### Tarefa atribuída A
No texto sobre o debate de sustentabilidade, reescreva a parte que se inicia nas palavras "Sem mencionar desastres" e se encerra em "detrimento de lucros.", renomeando "barragens" para "represas".
### Tarefa atribuída B
No texto sobre o debate de sustentabilidade, com qual instituto a Vale citou atuar em parceria para conservar área de reserva ambiental no Pará?

### Texto de leitura
-------
As empresas Natura, Vale e o Conselho Empresarial Brasileiro para o Desenvolvimento Sustentável (CEBDS) abriram o debate, na parte da tarde, defendendo economia zero carbono, bioeconomia e trouxeram exemplos de iniciativas economicamente sustentável. As entidades apontaram que este é um tema centro de preocupação do mercado global.
Sem mencionar desastres ambientais causados pelos rompimentos das barragens de Mariana, em 2015, e Brumadinho, em 2019, a Vale falou sobre implementação de políticas econômicas zero carbono e fomento à bioeconomia. A empresa citou ainda atuação da entidade em parceira com Instituto Chico Mendes (ICMBio) para conservar área de reserva ambiental no estado do Pará.
No início do mês, o Ministério Público Federal (MPF) afirmou em ação civil pública que a Vale mantem política de menosprezo a riscos ambientais em detrimento de lucros.
-------
Entradas armazenadas:
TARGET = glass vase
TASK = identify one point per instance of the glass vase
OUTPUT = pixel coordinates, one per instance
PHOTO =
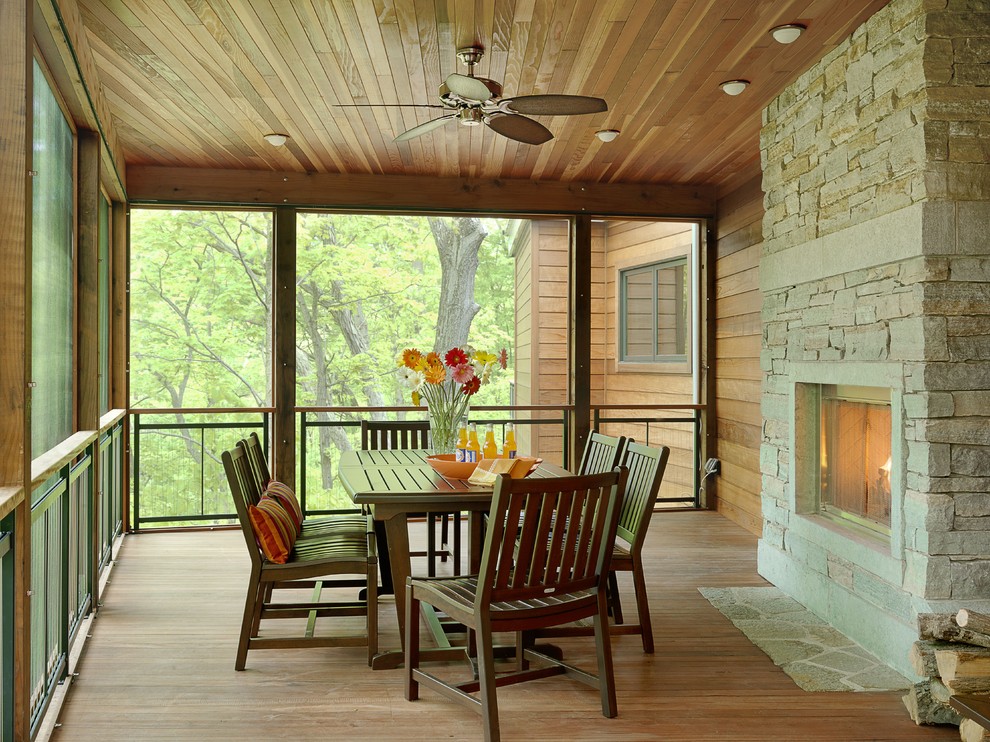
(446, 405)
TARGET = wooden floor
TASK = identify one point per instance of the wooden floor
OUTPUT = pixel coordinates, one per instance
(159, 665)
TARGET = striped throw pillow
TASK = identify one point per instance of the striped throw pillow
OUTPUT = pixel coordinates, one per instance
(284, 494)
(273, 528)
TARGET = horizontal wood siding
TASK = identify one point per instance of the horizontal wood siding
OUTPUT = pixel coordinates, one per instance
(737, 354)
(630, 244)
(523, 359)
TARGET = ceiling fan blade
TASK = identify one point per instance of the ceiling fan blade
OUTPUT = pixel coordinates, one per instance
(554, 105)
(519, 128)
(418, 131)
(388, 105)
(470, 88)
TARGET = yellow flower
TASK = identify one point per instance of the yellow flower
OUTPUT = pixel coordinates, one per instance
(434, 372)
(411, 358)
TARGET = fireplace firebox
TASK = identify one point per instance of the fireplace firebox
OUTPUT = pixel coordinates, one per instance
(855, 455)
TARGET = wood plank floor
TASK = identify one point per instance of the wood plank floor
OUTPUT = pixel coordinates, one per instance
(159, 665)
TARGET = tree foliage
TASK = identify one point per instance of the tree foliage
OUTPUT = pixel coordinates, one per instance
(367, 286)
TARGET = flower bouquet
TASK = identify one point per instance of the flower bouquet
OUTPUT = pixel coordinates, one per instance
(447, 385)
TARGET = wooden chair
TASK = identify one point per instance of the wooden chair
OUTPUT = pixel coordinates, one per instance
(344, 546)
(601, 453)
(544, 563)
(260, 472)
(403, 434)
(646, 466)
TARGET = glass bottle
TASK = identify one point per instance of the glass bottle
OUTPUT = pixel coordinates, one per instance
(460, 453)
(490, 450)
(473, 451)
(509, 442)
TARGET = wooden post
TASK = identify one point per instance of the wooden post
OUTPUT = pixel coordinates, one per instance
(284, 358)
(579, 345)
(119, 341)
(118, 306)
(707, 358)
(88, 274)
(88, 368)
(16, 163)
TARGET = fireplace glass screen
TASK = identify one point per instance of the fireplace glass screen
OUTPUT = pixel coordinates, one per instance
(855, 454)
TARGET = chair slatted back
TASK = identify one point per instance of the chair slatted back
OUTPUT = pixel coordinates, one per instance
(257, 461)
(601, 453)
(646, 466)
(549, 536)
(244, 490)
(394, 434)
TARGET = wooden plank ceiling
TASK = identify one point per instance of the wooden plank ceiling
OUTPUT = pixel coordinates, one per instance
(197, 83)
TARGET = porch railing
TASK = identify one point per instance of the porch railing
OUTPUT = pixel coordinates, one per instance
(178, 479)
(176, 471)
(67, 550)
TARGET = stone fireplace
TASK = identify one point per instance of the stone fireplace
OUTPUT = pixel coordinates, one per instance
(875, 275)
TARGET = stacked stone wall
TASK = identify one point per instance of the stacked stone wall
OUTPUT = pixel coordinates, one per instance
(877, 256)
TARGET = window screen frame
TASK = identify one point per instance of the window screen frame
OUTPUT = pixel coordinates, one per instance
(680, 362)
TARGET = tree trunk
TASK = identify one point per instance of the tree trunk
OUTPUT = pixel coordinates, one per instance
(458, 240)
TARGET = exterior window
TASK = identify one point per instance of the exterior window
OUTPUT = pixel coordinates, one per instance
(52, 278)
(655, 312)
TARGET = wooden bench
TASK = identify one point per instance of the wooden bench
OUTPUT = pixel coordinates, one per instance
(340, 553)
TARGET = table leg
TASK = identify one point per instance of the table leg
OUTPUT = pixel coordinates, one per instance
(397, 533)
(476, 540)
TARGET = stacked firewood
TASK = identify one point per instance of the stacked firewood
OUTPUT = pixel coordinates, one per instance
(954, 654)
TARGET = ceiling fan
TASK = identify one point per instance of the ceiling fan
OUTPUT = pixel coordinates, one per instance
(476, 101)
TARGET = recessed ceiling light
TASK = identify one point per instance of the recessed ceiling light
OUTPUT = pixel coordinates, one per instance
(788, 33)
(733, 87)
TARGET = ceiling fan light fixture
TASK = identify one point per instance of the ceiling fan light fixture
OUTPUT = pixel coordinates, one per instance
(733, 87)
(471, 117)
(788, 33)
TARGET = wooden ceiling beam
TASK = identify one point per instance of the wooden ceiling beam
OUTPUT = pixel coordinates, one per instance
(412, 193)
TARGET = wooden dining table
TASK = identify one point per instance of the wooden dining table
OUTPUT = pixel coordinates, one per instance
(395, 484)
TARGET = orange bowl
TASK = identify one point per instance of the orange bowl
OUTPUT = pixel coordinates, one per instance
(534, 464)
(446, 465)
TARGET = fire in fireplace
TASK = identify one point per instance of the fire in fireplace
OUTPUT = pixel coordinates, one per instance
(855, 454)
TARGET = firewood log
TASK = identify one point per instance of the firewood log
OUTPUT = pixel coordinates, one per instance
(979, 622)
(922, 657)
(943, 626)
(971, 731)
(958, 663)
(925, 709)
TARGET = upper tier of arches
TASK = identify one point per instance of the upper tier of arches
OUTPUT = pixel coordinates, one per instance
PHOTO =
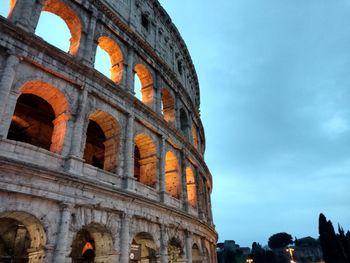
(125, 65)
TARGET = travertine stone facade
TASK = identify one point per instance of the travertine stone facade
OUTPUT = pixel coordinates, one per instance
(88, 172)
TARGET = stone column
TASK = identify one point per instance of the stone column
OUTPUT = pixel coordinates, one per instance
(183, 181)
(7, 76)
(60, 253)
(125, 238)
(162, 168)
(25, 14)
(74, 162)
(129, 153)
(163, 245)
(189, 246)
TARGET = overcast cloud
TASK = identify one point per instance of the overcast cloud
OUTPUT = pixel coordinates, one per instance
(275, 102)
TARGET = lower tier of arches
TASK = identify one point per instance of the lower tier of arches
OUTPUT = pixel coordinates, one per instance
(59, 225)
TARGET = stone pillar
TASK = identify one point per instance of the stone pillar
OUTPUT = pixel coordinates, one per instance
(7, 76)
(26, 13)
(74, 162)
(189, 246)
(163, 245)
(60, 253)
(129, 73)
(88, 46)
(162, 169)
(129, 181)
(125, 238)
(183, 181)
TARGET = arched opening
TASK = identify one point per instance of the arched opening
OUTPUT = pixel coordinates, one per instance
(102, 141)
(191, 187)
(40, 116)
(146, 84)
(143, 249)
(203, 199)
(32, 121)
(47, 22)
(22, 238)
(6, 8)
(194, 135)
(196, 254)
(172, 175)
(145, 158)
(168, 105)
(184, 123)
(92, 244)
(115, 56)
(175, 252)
-------
### Resultado da tarefa A
Sem mencionar desastres ambientais causados pelos rompimentos das represas de Mariana, em 2015, e Brumadinho, em 2019, a Vale falou sobre implementação de políticas econômicas zero carbono e fomento à bioeconomia. A empresa citou ainda atuação da entidade em parceira com Instituto Chico Mendes (ICMBio) para conservar área de reserva ambiental no estado do Pará.
No início do mês, o Ministério Público Federal (MPF) afirmou em ação civil pública que a Vale mantem política de menosprezo a riscos ambientais em detrimento de lucros.

### Resultado da tarefa B
Com o Instituto Chico Mendes (ICMBio).